● **Supplied passage**
--- start ---

One of my all time favorite creative people happens to be Lena Dunham. Creative Writing major at Oberlin College in Ohio, creator, writer and star of her own very show: GIRLS, and over all badass bitch. There is something about the way that she presents her way to the world that makes me crave for that same carelessness about the what other people think. Not in an, “Oh I’m always right and you should just shut the fuck up,” kind of way. It’s more of an, “Oh…okay….well…this is me and who I am so…to bad. Have a nice day! :)” I met her during a reading of her first book, Not That Kind of Girl, October 2014 in Austin, Texas. Here we are. Please, ignore my overly excited photogenic-ism that makes me look like a tr
A couple of years and many projects later, she has recently released a tiny little book called Is It Evil To Not Be Sure? which is an excerpt from Lena Dunham’s college diary. I am yet to purchase the little thing and read it, but the title really made me think of things that I have ever not been sure of and just how full of doubt I made myself feel. Then I think of my two younger sisters and their lives at the moment. How they’re growing up and how I have walked the same path they walk today, only, I did not have a guide of any kind to know how to do things right. Just to clarify, I am not saying that my steps are the corrects ones to follow through. I am not perfect and so with that, my dear sisters know better than to make me the blue print to their flourishing lives. What I can vouch for is the good intentions behind my actions in order to make them see that if a messy, imperfect person like myself can try their best to jump the hurdles of life that sometimes stand at 3 feet tall, that this 5 foot and 1 inch girl can do her best to jump over them. And sometimes I make it over. And sometimes only one foot makes it over and I fall on my face, but I get up.
My middle sister is 20. She will be 21 this September. In societal tradition she will be officially “legal”. She will be able to purchase alcohol and drink it every once in a while in the company of good people. Sometimes in the company of herself.
My “little” sister is 14. She will turn 15 this June. In Mexican tradition, she will be turning into a “woman,” which is impossible for me to process because only yesterday my mother and father sat me and my year-and-a half younger sister to tell us that we were having another sister. Because only yesterday I witnessed her take her first steps across our dining room.
The family of 5 that our family is was a complete puzzle up until I moved away two years ago. I didn’t mean to make the puzzle incomplete, but I did mean to give myself some distance and independence away from everything I had ever known, even if it wasn’t always in the way I wanted it. It’s when you’re away from people and the known to you that you really appreciate it all for what it has always been.
One thing I hoped for when I left was for my middle sister to take over “big sister” duties. Really, there had never been actual duties that I had when I was home except “set the example.” However, my father had always expected that from both of us for the good of our little sister.
I left my home with a heavy heart and guilt at having to leave my sisters by themselves. They had each other and my parents. They had the friends that they made and the people they knew along the way. But a sister bond is something you can’t find anywhere else. And I missed our late night talks, our drives to the Walmart, walking through the clothes, looking at shirts that we could only wish we could buy because we didn’t have any money. We had each other and even today, everyday, I know that I hurt them when I left because we are not each other without each other.
Fall 2015, my little sister began her high school journey.
Having my little sister begin a new chapter of her life was a big deal to all of us. Both my middle sister and I, we couldn’t believe that our little sister was about to become a high school kid- something that we ourselves had been only some years prior. My parents couldn’t believe that their smallest was heading towards the “grownup” path.

--- end ---

● **Data records**
--- start ---

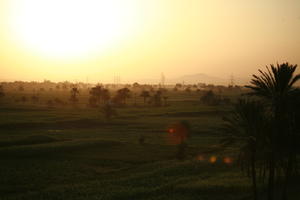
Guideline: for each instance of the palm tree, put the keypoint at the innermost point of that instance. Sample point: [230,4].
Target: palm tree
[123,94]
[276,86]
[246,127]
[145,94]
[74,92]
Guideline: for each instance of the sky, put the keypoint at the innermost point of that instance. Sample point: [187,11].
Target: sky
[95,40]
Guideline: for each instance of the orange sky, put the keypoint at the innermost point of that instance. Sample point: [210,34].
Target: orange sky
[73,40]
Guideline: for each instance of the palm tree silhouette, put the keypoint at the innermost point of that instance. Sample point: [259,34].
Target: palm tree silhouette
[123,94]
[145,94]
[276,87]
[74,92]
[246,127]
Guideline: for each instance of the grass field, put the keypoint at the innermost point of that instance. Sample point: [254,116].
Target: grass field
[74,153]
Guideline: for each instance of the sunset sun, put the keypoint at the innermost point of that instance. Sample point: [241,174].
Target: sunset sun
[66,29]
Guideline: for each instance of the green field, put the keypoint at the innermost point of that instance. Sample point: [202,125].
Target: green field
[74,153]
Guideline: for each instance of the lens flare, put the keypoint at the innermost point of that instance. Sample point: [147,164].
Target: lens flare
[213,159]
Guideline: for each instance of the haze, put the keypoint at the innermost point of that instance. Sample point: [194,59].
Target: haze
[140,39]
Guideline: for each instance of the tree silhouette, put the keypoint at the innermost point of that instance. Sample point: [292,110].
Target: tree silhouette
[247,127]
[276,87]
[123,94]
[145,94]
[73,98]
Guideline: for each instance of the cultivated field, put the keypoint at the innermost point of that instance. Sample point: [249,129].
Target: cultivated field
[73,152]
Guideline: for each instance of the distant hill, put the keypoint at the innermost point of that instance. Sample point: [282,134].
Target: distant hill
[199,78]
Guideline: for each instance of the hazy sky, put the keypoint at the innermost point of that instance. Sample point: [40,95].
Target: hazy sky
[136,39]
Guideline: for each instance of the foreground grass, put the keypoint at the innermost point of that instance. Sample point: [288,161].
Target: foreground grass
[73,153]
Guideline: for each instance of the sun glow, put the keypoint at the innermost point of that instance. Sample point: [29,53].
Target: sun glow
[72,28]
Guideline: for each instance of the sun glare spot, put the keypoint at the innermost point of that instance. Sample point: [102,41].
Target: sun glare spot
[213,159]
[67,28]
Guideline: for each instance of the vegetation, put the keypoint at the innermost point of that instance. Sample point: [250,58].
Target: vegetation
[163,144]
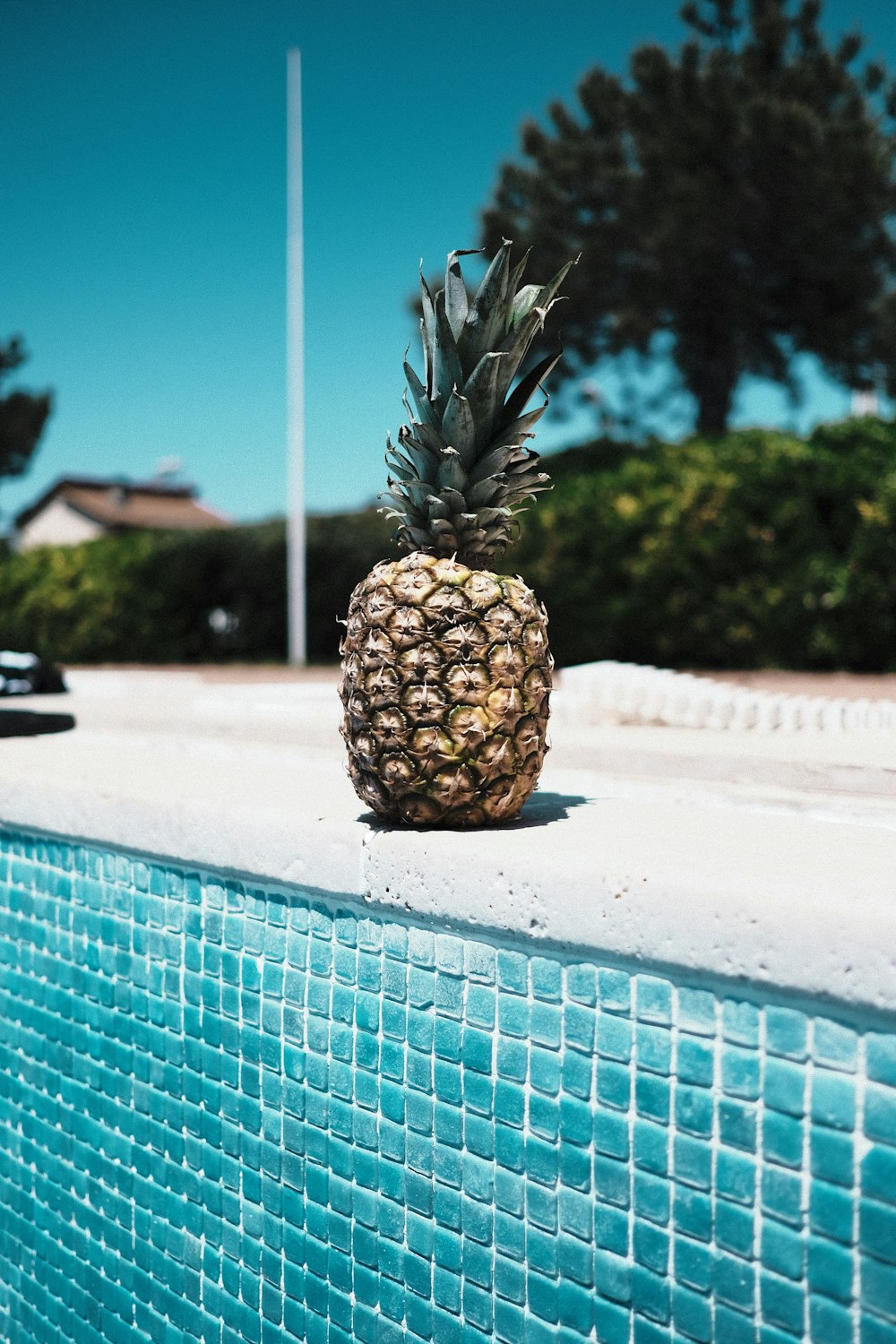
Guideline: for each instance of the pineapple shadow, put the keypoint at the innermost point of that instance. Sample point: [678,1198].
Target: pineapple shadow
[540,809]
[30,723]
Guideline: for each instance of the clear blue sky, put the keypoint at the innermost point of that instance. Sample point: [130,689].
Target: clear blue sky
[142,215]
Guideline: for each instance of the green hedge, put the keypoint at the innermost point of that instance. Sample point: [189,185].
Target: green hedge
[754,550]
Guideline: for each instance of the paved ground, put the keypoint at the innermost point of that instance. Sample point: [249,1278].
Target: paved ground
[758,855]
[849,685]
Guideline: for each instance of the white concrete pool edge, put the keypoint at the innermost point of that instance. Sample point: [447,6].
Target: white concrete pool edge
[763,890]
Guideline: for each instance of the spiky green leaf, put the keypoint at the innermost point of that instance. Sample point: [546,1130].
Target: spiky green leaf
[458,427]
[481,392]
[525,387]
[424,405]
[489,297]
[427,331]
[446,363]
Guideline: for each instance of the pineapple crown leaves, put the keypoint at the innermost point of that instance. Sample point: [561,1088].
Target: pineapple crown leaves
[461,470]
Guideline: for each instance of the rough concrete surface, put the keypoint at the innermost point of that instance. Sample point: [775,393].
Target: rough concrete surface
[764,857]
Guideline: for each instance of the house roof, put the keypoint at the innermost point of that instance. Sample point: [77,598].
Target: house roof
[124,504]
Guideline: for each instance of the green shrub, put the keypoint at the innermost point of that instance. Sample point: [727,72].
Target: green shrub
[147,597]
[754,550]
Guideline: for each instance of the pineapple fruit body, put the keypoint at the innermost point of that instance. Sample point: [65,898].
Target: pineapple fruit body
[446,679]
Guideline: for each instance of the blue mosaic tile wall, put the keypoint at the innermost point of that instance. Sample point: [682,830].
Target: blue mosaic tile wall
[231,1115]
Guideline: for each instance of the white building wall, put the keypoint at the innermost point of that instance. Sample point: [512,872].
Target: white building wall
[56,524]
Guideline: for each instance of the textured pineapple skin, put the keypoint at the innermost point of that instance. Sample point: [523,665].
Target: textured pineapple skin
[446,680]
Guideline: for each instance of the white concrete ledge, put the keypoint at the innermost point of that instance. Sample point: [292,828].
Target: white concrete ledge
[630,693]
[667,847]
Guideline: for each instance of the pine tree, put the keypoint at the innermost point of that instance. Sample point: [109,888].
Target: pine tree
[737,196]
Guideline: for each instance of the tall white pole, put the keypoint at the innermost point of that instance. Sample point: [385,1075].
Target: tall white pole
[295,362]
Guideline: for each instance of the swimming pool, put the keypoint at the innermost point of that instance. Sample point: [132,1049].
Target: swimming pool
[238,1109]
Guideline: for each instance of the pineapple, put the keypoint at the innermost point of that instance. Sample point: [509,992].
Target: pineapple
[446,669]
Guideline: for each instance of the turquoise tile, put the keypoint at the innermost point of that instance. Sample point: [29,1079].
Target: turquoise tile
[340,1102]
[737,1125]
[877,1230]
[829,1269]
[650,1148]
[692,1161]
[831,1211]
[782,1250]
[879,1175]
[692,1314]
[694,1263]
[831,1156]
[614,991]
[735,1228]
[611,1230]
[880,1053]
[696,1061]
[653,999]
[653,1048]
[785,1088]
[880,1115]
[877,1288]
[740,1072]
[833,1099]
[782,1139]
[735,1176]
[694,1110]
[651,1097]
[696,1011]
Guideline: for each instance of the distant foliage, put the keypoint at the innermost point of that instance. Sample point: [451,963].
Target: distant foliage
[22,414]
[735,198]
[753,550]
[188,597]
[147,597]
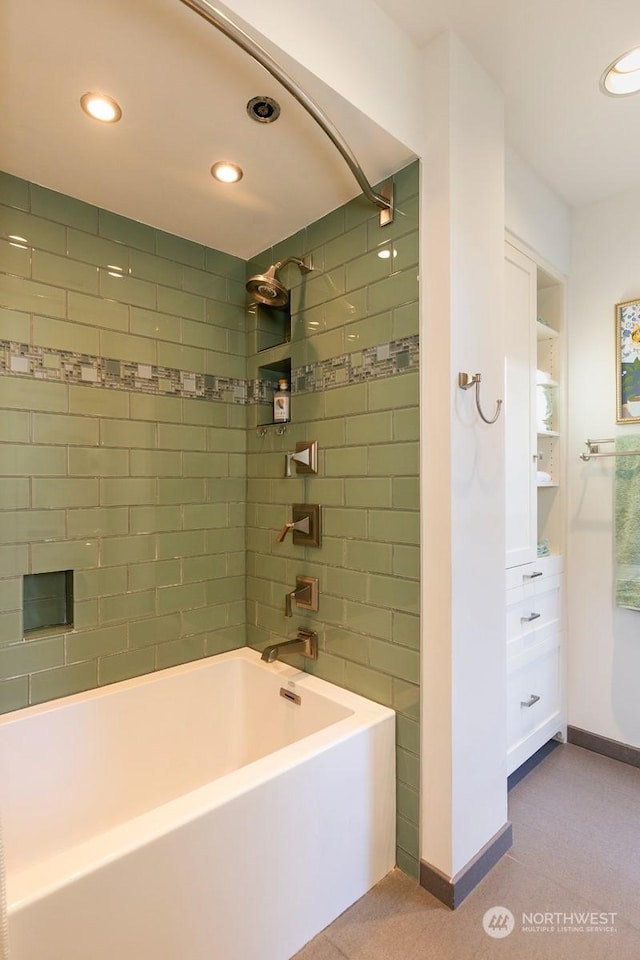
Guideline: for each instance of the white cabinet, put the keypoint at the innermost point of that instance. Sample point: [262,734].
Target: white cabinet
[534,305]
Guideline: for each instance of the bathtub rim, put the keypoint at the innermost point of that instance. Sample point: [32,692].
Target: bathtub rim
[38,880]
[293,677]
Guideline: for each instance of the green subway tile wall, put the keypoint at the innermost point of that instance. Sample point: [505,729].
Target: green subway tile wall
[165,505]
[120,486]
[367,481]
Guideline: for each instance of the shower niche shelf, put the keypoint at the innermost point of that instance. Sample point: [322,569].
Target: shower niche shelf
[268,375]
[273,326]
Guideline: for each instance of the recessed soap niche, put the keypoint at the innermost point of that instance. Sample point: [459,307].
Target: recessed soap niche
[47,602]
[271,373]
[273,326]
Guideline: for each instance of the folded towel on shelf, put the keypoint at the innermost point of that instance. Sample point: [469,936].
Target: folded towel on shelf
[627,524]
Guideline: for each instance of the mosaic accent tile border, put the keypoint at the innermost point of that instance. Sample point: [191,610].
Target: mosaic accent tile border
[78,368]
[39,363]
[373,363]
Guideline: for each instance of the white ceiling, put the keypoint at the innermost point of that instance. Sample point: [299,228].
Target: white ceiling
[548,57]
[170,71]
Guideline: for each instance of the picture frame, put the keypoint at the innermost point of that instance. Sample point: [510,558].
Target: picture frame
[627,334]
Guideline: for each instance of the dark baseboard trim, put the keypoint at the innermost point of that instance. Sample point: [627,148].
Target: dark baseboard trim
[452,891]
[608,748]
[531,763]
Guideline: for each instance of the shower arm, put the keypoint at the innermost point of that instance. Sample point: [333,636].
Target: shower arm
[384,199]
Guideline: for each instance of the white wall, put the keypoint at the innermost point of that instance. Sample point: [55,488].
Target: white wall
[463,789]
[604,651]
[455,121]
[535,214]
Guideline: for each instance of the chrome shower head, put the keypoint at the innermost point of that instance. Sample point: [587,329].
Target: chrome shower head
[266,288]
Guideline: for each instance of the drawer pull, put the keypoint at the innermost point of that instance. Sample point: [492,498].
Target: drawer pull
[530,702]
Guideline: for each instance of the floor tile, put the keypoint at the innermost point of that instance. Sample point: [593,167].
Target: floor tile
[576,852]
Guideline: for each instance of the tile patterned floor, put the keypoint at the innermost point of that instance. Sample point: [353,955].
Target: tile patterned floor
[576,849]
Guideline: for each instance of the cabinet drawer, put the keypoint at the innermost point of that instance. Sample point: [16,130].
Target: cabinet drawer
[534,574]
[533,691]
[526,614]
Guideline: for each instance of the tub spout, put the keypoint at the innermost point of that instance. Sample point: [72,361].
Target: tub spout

--- end ---

● **What this task involves**
Reproduce the stretch of the post about the sisters from "One thing I" through "without each other." word for word. The items have nothing to do with what comes next.

● **Exercise response**
One thing I hoped for when I left was for my middle sister to take over “big sister” duties. Really, there had never been actual duties that I had when I was home except “set the example.” However, my father had always expected that from both of us for the good of our little sister.
I left my home with a heavy heart and guilt at having to leave my sisters by themselves. They had each other and my parents. They had the friends that they made and the people they knew along the way. But a sister bond is something you can’t find anywhere else. And I missed our late night talks, our drives to the Walmart, walking through the clothes, looking at shirts that we could only wish we could buy because we didn’t have any money. We had each other and even today, everyday, I know that I hurt them when I left because we are not each other without each other.